* _BRIEF A_: Reproduce word for word the part of the West Darfur clashes article between "The government declared" and "of UN peacekeepers.", inclusive.
* _BRIEF B_: In the West Darfur clashes article, turn the paragraph beginning "Thousands are fleeing the fighting" into a short bulleted list that keeps its main facts.
* _BRIEF C_: Pick up the West Darfur clashes article after its final sentence and carry it on.

* _EXCERPTED PASSAGE_:
--- START ---

The death toll from days of tribal clashes in Sudan’s West Darfur has risen to 56, the United Nations said, revising the death toll.
Thousands are fleeing the fighting, which has seen a power station in the state capital El Geneina destroyed, at least one rocket-propelled grenade hit a key hospital, and another smash into a UN compound, the UN said on Tuesday.
“The number of deaths has risen to 56 and more have been injured,” the UN humanitarian coordination office said, with clashes pitting Arab tribes against the non-Arab Masalit ethnic group.
“People are fleeing into neighbouring Chad,” it added.
The government declared a state of emergency in the state on Monday after three days of clashes in El Geneina and deployed troops to West Darfur.
“On 6 April, shooting continues to be heard across the town,” the UN said. “The local power station was destroyed last night and there is no electricity.”
The UN said on Monday that at least 40 people had been killed and 58 injured in clashes in El Geneina.
The bloodshed is the latest in a resurgence of violence in the Darfur region since the signing of a peace agreement late last year and the withdrawal of UN peacekeepers.
El Geneina resident Mohamed Abdel Rahman told AFP news agency over the phone on Tuesday: “There was calm overnight but this morning we heard gunfire from Hay Al-Jabal district which lasted almost an hour.”

--- END ---

* _DATA EXCERPTS_:
--- START ---

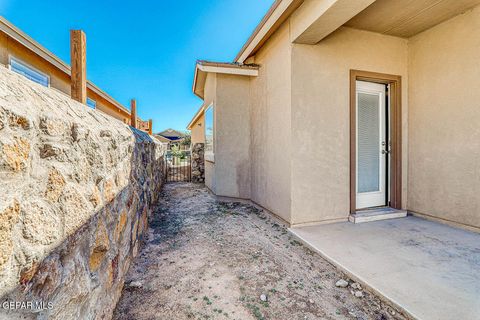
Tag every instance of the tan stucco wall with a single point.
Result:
(232, 136)
(209, 97)
(320, 117)
(271, 125)
(198, 130)
(444, 127)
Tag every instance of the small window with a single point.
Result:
(91, 103)
(209, 134)
(29, 72)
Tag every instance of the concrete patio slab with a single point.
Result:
(430, 270)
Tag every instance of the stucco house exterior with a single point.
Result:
(335, 106)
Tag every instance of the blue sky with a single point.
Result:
(143, 49)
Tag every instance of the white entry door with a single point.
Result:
(371, 145)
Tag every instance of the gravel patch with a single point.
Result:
(205, 259)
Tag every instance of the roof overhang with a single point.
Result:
(315, 20)
(276, 15)
(26, 41)
(202, 68)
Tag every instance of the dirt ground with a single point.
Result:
(205, 259)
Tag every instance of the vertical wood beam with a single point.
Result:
(133, 113)
(78, 57)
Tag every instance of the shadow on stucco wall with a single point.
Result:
(77, 189)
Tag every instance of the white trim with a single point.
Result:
(29, 66)
(228, 70)
(277, 13)
(377, 197)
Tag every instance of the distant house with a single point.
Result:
(22, 54)
(172, 138)
(333, 107)
(197, 126)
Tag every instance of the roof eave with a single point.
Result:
(276, 15)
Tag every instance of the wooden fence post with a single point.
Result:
(133, 113)
(78, 57)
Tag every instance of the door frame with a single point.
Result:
(395, 93)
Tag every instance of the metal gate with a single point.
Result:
(178, 167)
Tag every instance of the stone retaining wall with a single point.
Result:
(198, 163)
(76, 187)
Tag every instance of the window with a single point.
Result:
(91, 103)
(29, 72)
(209, 132)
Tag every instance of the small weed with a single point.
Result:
(207, 300)
(256, 311)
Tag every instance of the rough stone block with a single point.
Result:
(102, 244)
(8, 218)
(15, 154)
(55, 185)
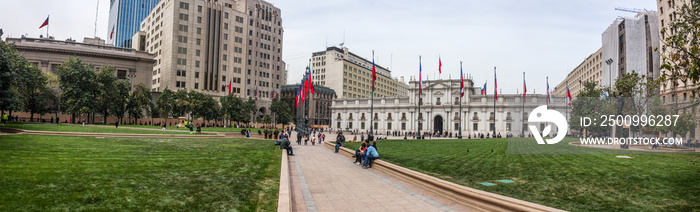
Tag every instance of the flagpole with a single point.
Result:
(418, 136)
(371, 110)
(522, 127)
(461, 89)
(495, 94)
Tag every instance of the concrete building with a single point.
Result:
(204, 45)
(630, 43)
(351, 75)
(125, 18)
(589, 70)
(439, 110)
(317, 107)
(47, 54)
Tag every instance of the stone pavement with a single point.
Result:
(326, 181)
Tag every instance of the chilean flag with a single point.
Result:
(374, 72)
(568, 93)
(461, 80)
(524, 91)
(420, 76)
(46, 23)
(229, 84)
(111, 34)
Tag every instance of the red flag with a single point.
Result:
(46, 23)
(374, 72)
(229, 84)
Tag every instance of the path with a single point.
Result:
(325, 181)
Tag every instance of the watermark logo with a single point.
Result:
(542, 115)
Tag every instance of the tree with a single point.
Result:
(105, 95)
(681, 50)
(119, 106)
(31, 87)
(140, 102)
(9, 100)
(77, 80)
(281, 110)
(166, 103)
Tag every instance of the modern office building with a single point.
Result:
(351, 75)
(47, 54)
(589, 70)
(630, 42)
(440, 110)
(205, 45)
(317, 108)
(125, 18)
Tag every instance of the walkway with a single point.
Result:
(326, 181)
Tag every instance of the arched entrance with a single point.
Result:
(437, 124)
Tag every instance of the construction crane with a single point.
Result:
(632, 10)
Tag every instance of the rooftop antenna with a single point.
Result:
(97, 11)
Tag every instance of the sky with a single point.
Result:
(543, 38)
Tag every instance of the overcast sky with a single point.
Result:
(540, 37)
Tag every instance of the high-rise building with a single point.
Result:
(589, 70)
(206, 44)
(351, 75)
(630, 43)
(125, 17)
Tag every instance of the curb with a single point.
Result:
(284, 198)
(470, 197)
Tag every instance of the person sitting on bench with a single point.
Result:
(370, 155)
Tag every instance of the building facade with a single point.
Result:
(47, 54)
(204, 45)
(125, 18)
(351, 75)
(590, 70)
(440, 110)
(630, 43)
(317, 107)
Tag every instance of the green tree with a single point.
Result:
(681, 38)
(140, 101)
(166, 103)
(121, 99)
(105, 95)
(9, 58)
(77, 80)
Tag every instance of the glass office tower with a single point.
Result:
(125, 18)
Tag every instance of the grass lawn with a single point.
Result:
(204, 129)
(577, 182)
(87, 129)
(55, 173)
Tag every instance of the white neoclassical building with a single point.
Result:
(440, 110)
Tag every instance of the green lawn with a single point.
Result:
(87, 129)
(577, 182)
(55, 173)
(204, 129)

--- END ---

* _TASK OUTPUT A_:
The government declared a state of emergency in the state on Monday after three days of clashes in El Geneina and deployed troops to West Darfur.
“On 6 April, shooting continues to be heard across the town,” the UN said. “The local power station was destroyed last night and there is no electricity.”
The UN said on Monday that at least 40 people had been killed and 58 injured in clashes in El Geneina.
The bloodshed is the latest in a resurgence of violence in the Darfur region since the signing of a peace agreement late last year and the withdrawal of UN peacekeepers.

* _TASK OUTPUT B_:
- Thousands are fleeing the fighting.
- A power station in the state capital, El Geneina, was destroyed.
- At least one rocket-propelled grenade hit a key hospital.
- Another grenade struck a UN compound.
- The UN reported this on Tuesday.

* _TASK OUTPUT C_:
Another resident 3km (1.86 miles) from Hay Al-Jabal, who asked to remain anonymous, said he had also heard gunfire.
Residents and an internal UN security bulletin seen by Reuters news agency reported the use of heavy weaponry and rocket-propelled grenades, with pictures and videos from residents showing plumes of smoke rising from El Geneina neighbourhoods.
The UN said it had suspended flights and aid operations to the city, a key hub for humanitarian assistance – a decision the world body said would affect upwards of 700,000 people.
In January, just two weeks after a joint UN-African Union peacekeeping mission wound up operations, at least 129 people were killed and 108,000 people remain displaced after similar clashes in El Geneina between members of the Masalit and Arab tribes.
Military reinforcements that had been brought into the city had since largely withdrawn, residents told Reuters.
There have been bouts of bloodshed in Darfur since conflict broke out in 2003 when the government of Omar al-Bashir armed militias to help repress a revolt.
Ethnic minority groups complaining of marginalisation had taken up arms against the central government, which responded by unleashing armed groups largely made up of Arab nomads.
Al-Bashir is wanted by the International Criminal Court on charges of genocide over the conflict, which the UN says left 300,000 people dead and displaced more than 2.5 million.
Al-Bashir’s iron-fisted rule was ended by the army in April 2019 following months of mass protests.
Brokering lasting peace there and in other parts of Sudan has been one of the main challenges facing the authorities since the overthrow of al-Bashir in April 2019.
Sudan’s transitional government in October signed a peace deal with several rebel groups, including in Darfur – but certain factions did not sign the accord.